Отрывок текста
Особой остроты проблема автора достигает в связи с всегда акту­альными ж спорными задачами интерпретации литературного произ­ведения, аналитико-эмоциональным проникновением в художе­ственный текст, в связи с непосредственным читательским восприя­тием художественной словесности. В современной культуре общения с художественным текстом определились две основные тенденции, имеющие давнюю и сложную родословную.

Одна из них признает в диалоге с художественным текстом полное или почти полное всевластие читателя, его безусловное и естественное право на свободу восприятия поэтического произведения, на свободу от автора, от послушного следования авторской концепции, воплощенной в тексте, на независимость от авторской воли и авторской позиции. Восходя к трудам В. Гумбольдта, АЛ. Потебни, эта точка зрения нашла свое воплощение в работах представителей психологической школы литературоведения XX в. АГ. Горнфельд писал о художественном про­изведении: «Завершенное, отрешенное от творца, оно свободно от его воздействия, оно стало игралищем исторической судьбы, ибо стало орудием чужого творчества: творчества воспринимающих. Произведение художника необходимо нам именно потому, что оно есть ответ на наши вопросы: наши, ибо художник не ставил их себе и не мог их предвидеть <...> каждый новый читатель Гамлета есть как бы его новый автор...»1. Ю.И. Айхенвальд предлагал свою на этот счет максиму: «Никогда читатель не прочтет как раз того, что написал писатель»2.

Строки с указаниями
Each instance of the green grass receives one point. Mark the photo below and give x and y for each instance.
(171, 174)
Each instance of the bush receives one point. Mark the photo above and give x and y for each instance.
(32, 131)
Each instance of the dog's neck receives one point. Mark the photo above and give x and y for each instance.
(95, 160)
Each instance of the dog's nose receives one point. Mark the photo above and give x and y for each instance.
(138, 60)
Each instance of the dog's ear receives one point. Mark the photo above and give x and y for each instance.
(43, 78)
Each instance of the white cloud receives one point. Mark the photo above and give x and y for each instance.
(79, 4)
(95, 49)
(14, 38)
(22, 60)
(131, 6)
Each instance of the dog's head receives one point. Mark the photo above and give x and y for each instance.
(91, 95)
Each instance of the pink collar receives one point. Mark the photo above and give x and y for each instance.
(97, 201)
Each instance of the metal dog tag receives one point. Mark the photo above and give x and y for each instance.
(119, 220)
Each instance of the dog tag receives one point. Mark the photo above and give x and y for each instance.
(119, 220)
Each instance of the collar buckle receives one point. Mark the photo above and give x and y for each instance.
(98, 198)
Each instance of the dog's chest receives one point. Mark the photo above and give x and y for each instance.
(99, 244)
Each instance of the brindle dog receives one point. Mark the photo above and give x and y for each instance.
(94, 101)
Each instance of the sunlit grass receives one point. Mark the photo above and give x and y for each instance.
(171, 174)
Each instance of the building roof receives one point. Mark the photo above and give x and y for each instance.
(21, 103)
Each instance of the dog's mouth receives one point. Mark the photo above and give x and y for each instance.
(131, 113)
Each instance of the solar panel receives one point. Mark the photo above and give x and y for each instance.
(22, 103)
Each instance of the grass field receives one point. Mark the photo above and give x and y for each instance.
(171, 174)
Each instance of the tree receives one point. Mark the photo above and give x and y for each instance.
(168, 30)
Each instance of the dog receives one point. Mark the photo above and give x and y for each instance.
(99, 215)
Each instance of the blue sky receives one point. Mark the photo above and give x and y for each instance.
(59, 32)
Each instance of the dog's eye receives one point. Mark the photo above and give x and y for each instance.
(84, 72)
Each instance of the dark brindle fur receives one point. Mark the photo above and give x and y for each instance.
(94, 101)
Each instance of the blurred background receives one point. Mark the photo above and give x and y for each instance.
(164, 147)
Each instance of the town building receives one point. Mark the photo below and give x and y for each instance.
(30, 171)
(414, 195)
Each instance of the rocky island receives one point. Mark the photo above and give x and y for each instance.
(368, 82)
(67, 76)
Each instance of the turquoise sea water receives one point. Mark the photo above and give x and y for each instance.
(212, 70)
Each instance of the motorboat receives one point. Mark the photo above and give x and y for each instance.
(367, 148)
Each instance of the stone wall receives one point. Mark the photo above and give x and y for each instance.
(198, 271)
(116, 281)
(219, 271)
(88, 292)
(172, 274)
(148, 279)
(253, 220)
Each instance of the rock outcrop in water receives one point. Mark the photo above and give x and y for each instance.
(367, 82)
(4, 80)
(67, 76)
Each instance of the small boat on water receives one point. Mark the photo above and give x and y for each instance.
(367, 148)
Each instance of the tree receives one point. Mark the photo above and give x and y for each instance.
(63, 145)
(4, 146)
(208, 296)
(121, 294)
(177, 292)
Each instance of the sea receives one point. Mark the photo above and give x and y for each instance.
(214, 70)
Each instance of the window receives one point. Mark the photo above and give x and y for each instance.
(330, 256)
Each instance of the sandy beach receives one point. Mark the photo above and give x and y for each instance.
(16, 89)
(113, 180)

Задание
Воспроизведите дословно фрагмент отрывка о проблеме автора, начиная со слов «Особой остроты проблема» и заканчивая словами «и сложную родословную.».

Результат задания
Особой остроты проблема автора достигает в связи с всегда акту­альными ж спорными задачами интерпретации литературного произ­ведения, аналитико-эмоциональным проникновением в художе­ственный текст, в связи с непосредственным читательским восприя­тием художественной словесности. В современной культуре общения с художественным текстом определились две основные тенденции, имеющие давнюю и сложную родословную.